- _BRIEF_: According to the passage on the Yokinen Trial, on what date was the public trial held?

- _EXTRACTED TEXT_:
+ + + + +
The Yokinen Trial was considered a turning point for the CPUSA’s ability to attract massive numbers of black workers and peasants. In 1931, a CP member, Yokinen, who was a caretaker at a Finnish Workers Hall near Harlem, refused black CP members entrance to a dance at the hall. After being criticized for this action, he maintained he was correct because the next step would be that blacks would ask admissions to the baths. The CP, according to Harry Haywood, used this specific case of racism to launch a struggle against white chauvinism in the party, and consolidate an understanding of the newly adopted position on the national question. A public trial was held on March 1, 1931 in Harlem in front of a “jury” of both white and black CP members (Yokinen was “represented” by a black CP lawyer) at which over 2000 party and non-party members attended. On the walls of the hall was a banner which read: “Race Inferiority is a White Ruling Class Lie: Smash the Jim Crow Laws and Practices.” The trial received wide attention in black newspapers as well as the bourgeois press. It demonstrated to the black community that the CP was one organization serious about fighting racism and according to Haywood was responsible for the party’s ability to initiate the Scottsboro Defense (see Cha. 12 of Black Bolshevik). This book is one of the few CP “memoirs” by a leading black communist and is an invaluable contribution to American communism. Haywood was one of the key figures behind the original formulation of the national question and in 1957 was a founding member of the Provisional Organizing Committee.
+ + + + +
- _DATA EXCERPT_:
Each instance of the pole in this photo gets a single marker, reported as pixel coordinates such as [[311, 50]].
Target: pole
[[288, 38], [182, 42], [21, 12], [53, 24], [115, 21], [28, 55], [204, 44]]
+ + + + +
- _OUTPUT FOR THIS TASK_: March 1, 1931